## WHAT THE TASK ASKS
Which lines in the listing below contain the word "tower"? List each of those lines in full.

## DATA TO USE
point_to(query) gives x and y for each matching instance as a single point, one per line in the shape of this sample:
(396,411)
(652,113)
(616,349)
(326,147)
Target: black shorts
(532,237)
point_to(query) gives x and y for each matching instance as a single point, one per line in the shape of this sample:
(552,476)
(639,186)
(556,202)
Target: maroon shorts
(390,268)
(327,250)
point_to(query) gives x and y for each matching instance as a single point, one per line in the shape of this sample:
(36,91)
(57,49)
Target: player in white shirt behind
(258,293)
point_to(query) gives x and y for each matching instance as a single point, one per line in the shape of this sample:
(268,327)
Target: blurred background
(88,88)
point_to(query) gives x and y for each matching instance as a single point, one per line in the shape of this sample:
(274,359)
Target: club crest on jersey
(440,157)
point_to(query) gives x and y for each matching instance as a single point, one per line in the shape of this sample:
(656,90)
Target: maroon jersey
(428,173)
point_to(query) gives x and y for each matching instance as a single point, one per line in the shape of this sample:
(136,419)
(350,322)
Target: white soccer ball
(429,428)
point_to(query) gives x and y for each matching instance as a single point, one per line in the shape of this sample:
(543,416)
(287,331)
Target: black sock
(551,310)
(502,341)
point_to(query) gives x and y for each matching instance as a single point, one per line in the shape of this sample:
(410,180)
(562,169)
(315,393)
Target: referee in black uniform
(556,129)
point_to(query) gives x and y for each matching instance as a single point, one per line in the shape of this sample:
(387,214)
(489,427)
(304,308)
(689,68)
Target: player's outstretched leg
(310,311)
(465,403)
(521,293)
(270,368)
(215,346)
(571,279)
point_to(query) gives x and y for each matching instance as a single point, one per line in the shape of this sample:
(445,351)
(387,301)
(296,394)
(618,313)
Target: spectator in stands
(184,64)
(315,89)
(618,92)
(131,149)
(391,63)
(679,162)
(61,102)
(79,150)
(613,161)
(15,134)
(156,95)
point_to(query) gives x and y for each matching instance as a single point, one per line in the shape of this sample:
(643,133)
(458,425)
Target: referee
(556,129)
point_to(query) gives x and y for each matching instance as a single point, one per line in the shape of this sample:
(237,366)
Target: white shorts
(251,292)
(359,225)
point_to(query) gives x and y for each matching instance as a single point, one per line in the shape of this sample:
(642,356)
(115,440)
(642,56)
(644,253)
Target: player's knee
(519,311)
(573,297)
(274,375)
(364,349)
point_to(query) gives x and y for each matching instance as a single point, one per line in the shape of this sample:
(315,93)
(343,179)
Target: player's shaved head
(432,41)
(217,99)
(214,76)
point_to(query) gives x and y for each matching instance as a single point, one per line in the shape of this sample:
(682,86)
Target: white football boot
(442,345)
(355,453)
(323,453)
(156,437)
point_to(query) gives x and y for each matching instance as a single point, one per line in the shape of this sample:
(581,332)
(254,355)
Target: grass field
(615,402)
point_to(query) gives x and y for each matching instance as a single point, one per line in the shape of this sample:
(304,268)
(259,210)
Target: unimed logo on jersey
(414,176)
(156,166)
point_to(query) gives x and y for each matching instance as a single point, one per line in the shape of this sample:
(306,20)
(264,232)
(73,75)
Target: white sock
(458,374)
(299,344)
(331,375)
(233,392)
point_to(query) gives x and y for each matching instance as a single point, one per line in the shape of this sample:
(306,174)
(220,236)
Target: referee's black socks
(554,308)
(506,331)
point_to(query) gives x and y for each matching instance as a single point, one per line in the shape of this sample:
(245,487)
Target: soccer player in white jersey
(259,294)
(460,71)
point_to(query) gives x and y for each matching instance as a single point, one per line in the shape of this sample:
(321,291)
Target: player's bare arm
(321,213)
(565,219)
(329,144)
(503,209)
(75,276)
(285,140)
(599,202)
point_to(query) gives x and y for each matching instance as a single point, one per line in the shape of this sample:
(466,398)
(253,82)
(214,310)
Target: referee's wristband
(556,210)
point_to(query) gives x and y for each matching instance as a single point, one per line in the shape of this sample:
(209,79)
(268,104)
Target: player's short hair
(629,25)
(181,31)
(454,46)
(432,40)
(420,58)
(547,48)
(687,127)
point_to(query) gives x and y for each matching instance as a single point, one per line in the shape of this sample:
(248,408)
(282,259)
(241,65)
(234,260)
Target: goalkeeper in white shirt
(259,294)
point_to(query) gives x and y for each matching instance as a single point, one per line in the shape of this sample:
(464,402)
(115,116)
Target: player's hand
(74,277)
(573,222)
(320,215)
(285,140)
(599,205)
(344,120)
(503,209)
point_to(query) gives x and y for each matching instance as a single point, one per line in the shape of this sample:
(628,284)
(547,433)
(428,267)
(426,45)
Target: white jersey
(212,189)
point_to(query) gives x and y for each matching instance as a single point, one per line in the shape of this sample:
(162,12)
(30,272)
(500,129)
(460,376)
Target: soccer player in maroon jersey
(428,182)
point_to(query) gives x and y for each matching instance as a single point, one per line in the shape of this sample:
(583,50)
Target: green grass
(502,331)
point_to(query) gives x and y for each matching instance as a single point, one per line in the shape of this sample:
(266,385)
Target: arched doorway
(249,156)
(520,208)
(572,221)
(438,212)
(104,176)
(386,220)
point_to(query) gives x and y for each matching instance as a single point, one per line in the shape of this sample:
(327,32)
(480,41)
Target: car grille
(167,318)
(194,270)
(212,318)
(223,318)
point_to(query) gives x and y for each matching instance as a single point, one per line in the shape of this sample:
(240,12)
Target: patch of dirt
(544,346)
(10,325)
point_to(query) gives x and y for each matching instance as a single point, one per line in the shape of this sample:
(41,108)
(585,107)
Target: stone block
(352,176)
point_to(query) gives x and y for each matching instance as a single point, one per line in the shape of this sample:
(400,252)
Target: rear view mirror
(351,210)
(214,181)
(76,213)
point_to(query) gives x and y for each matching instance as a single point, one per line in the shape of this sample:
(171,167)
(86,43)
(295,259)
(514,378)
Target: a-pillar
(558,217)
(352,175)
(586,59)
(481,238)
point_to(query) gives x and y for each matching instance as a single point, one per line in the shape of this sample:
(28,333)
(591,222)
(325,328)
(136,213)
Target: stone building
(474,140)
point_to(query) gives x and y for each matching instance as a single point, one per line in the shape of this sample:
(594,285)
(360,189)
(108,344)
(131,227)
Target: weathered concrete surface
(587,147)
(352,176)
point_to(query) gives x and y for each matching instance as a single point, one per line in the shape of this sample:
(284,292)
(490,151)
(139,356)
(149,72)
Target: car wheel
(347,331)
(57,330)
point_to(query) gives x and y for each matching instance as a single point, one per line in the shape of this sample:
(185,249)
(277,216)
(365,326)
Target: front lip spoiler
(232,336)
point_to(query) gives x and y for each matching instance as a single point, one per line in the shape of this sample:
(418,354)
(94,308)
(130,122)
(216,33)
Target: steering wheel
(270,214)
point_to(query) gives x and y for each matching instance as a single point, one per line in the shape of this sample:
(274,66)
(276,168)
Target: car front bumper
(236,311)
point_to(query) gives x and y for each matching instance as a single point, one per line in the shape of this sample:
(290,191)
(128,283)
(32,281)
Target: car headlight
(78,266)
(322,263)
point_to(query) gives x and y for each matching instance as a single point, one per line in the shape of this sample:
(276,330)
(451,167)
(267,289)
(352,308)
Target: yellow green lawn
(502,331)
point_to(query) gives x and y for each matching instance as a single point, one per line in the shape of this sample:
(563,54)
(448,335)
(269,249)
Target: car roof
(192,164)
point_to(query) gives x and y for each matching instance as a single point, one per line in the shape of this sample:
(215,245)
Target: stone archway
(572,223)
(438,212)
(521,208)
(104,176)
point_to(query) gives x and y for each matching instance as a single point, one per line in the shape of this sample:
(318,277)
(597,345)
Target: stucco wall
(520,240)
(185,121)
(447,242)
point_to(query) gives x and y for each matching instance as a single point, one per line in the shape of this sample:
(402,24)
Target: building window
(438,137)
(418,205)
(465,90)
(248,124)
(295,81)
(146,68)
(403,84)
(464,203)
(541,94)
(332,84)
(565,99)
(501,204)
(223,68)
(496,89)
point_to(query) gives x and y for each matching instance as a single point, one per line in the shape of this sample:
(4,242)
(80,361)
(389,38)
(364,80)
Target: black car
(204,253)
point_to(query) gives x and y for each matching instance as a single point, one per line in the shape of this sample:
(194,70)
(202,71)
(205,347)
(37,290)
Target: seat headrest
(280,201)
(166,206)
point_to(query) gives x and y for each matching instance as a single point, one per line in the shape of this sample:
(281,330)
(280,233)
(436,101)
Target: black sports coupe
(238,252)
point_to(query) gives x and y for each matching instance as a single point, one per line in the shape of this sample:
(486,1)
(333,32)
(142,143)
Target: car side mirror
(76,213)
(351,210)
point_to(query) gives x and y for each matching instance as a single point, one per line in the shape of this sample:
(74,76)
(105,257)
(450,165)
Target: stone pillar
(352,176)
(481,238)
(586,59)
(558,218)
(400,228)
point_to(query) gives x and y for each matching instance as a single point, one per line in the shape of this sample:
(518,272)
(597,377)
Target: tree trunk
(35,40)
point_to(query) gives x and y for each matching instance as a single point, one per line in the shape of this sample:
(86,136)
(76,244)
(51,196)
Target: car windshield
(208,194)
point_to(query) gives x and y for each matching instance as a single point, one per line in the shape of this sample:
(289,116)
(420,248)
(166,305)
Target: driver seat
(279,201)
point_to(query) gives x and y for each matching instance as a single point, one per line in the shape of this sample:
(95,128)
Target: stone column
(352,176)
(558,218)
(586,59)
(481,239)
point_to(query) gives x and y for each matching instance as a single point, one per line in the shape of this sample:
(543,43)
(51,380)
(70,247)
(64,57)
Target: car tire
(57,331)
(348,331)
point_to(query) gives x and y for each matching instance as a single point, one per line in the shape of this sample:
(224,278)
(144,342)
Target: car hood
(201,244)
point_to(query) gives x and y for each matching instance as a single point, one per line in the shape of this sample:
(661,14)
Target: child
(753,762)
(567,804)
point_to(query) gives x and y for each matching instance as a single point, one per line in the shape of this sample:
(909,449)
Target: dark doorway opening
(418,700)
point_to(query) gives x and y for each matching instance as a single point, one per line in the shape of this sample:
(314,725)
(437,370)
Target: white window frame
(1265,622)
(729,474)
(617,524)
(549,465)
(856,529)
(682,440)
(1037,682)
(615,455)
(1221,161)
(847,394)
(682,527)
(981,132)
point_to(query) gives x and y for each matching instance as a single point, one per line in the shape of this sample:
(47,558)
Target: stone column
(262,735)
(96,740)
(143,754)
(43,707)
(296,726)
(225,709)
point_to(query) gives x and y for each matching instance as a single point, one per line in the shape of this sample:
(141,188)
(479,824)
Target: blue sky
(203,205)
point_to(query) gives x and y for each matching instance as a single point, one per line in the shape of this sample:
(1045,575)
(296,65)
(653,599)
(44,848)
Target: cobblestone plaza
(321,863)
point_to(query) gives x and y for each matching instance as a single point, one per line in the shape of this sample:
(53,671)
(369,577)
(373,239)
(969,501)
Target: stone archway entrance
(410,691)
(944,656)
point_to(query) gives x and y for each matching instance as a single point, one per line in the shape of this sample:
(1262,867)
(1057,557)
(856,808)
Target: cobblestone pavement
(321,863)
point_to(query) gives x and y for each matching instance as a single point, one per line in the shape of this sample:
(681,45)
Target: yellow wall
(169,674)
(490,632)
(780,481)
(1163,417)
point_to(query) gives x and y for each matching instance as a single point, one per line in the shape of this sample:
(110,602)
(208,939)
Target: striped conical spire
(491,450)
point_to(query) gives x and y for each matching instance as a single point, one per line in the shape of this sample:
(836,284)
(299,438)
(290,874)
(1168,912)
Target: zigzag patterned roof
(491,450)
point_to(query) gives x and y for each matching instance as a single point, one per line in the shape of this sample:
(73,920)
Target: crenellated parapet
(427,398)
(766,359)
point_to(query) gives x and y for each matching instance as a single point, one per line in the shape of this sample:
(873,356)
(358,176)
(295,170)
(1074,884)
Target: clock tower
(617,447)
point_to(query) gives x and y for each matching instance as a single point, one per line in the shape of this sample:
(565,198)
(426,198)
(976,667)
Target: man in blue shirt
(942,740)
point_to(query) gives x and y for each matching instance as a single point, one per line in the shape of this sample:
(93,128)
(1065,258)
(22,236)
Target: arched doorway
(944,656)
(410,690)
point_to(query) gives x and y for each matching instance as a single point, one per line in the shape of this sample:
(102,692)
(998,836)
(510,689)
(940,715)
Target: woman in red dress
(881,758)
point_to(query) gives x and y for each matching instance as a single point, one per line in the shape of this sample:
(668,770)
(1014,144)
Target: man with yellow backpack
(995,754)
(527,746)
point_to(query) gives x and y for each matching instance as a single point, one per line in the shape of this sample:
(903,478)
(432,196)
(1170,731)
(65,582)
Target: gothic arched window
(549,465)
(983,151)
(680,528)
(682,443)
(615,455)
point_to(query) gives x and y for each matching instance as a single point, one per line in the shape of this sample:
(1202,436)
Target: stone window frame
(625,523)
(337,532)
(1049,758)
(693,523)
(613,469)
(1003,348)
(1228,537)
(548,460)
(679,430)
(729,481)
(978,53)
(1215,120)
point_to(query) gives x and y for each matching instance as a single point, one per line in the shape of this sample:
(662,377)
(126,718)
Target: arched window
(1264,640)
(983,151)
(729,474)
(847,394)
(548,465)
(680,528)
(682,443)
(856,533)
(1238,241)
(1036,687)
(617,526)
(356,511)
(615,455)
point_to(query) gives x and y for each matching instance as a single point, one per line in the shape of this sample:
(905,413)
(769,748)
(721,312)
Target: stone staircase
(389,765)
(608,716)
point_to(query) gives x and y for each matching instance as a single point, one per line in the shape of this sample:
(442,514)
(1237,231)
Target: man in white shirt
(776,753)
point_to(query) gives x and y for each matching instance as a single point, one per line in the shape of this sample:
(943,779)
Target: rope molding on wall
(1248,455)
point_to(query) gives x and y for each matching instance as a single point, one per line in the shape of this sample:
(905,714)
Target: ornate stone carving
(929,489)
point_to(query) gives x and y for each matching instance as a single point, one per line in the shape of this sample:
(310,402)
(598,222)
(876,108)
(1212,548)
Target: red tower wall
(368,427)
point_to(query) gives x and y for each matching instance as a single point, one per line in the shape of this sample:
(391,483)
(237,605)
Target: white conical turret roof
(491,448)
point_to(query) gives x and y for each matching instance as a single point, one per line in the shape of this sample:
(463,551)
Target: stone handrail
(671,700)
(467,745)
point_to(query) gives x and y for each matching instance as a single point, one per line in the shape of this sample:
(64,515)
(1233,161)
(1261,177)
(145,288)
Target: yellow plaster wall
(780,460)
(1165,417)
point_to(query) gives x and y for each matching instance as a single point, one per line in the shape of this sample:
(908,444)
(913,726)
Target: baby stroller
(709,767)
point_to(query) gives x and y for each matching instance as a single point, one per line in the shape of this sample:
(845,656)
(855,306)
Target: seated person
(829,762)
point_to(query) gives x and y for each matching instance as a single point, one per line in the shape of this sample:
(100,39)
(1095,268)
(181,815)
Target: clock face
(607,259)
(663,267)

## SOLUTION
Target: clock tower
Target: red tower wall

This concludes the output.